• **What is required**
Pull out of the data below the stretch of lines bounded by the one containing "Target: army officer in khaki uniform" and the one containing "Format each box like: top-left (1115, 97), bottom-right", both bounds included, unchanged.

• **Exercise materials**

+-------+

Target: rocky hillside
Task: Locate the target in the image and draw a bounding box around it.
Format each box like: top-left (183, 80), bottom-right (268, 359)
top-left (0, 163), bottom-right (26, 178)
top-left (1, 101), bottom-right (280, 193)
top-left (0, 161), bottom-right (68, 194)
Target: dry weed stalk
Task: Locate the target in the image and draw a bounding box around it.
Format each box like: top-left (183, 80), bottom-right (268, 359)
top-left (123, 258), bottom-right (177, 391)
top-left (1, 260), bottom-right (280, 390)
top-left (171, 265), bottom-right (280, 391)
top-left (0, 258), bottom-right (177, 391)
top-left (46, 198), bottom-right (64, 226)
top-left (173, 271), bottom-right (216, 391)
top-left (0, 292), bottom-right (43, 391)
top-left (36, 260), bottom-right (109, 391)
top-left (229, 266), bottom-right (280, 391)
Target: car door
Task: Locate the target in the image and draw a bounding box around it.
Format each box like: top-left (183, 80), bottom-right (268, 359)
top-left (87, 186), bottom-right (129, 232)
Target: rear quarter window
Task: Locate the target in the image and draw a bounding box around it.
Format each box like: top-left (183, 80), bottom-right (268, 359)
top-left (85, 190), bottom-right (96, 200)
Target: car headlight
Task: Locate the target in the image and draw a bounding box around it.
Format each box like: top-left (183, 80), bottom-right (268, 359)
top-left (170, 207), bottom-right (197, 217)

+-------+

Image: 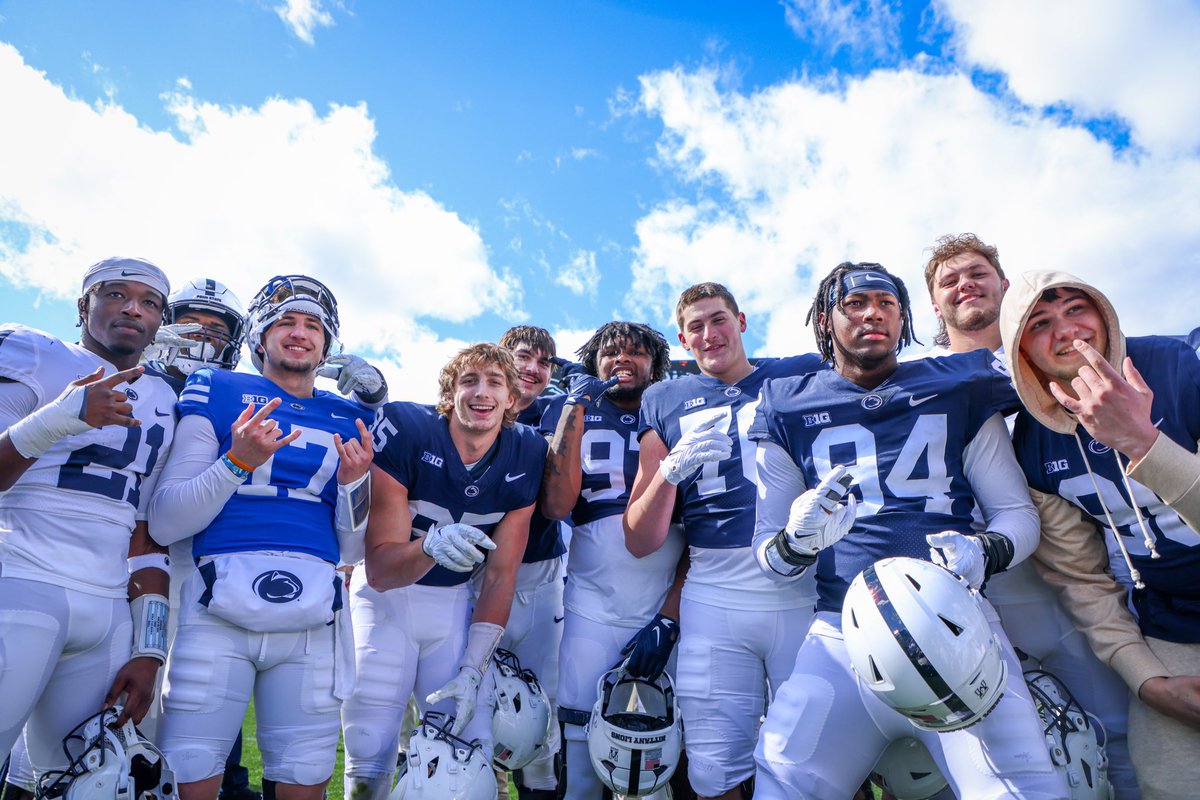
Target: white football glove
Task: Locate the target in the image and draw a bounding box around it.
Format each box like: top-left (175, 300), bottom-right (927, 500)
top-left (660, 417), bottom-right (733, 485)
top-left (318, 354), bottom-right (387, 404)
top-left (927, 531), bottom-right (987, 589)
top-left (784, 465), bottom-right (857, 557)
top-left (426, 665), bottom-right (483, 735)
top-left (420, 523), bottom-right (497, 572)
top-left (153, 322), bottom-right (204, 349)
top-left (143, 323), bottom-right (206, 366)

+-------+

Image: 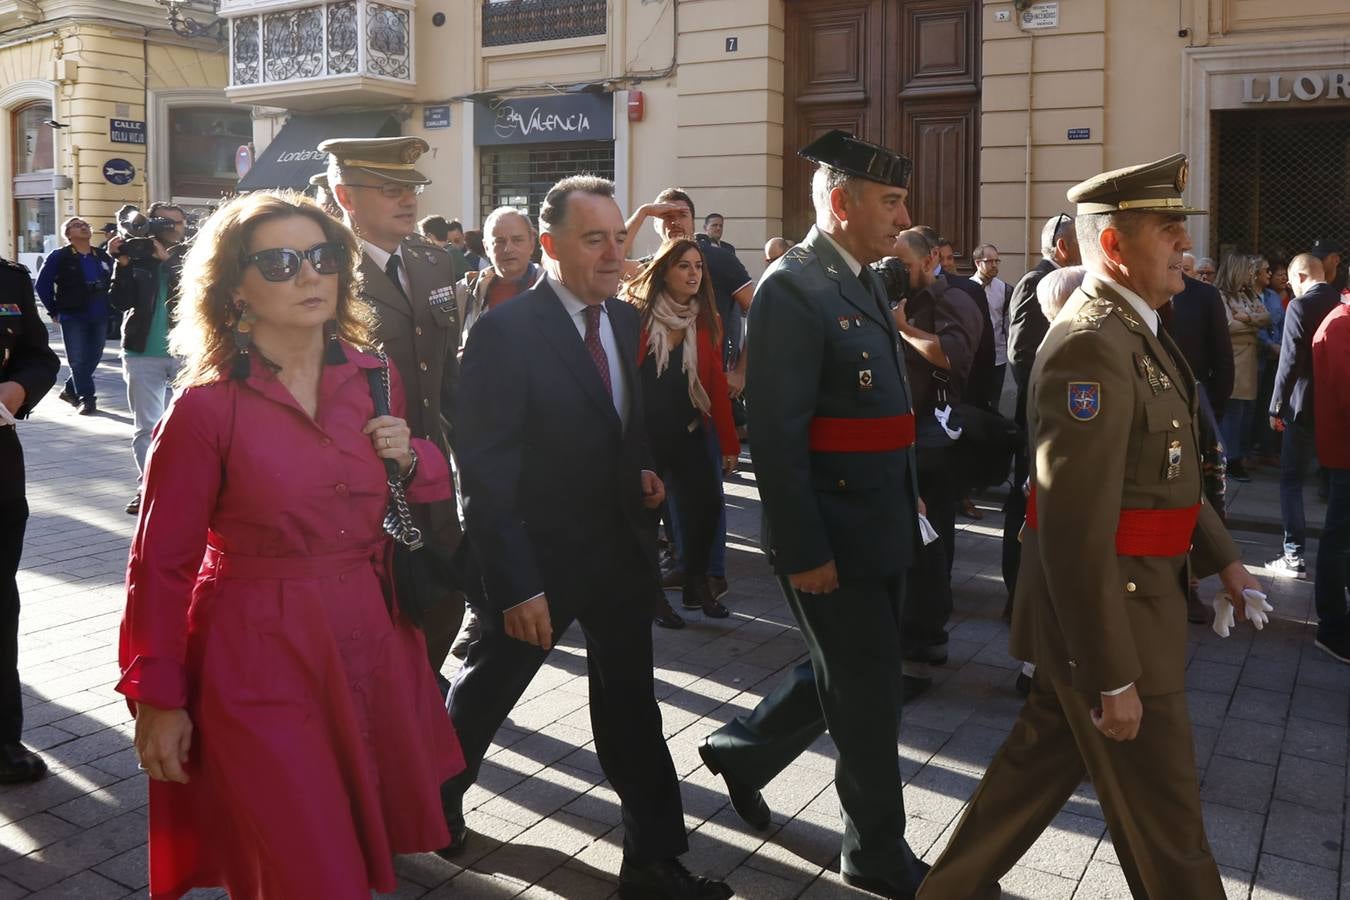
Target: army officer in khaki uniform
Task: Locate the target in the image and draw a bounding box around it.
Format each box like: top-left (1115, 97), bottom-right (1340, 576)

+-------+

• **Answer to this task**
Target: army officer in khaki uniform
Task: Locate the target in the image and draw a bounding box around it.
Format each box like: top-left (1115, 97), bottom-right (1340, 576)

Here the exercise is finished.